[Begin Stored records]

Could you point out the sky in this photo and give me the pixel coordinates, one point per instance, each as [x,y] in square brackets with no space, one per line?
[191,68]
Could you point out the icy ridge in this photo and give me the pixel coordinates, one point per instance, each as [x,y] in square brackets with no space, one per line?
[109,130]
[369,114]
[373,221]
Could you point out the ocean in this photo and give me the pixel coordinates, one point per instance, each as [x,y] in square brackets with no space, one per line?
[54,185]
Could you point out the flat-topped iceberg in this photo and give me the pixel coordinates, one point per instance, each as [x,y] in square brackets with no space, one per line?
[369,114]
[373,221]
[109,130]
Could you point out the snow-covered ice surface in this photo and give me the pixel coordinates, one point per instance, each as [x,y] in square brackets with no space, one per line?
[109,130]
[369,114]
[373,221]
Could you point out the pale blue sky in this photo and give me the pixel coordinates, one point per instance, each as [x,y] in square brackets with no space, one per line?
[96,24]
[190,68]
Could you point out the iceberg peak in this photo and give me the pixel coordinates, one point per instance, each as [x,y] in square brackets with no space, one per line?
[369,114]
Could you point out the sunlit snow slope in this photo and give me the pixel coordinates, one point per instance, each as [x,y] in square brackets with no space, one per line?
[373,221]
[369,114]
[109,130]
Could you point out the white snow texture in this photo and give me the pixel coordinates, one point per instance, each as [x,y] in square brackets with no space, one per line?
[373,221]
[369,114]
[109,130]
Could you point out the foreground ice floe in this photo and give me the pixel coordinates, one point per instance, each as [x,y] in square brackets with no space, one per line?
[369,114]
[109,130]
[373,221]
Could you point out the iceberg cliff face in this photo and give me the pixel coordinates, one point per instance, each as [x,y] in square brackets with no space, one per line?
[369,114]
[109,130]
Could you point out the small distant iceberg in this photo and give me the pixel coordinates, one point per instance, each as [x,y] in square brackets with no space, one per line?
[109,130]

[End Stored records]

→ **What the task requires**
Only those lines running from the one containing "Could you point out the foreground" through the last line of the data above are to be copied, exactly, with both ends included.

→ **Result for this exercise**
Could you point out the foreground ice floe in this photo and give me the pixel coordinates, one point per instance, each as [x,y] in square brackets with no space, one per line?
[369,114]
[109,130]
[373,221]
Could you point out the iceberg cliff face in this photo and give me the pixel coordinates, one point per instance, each as [x,y] in square brackets with no space, one per line?
[369,114]
[109,130]
Could you point out the small distant iceberg in this photo and give me the pixel coordinates, one point per instance, each as [x,y] in square brackets with no space, one per line?
[109,130]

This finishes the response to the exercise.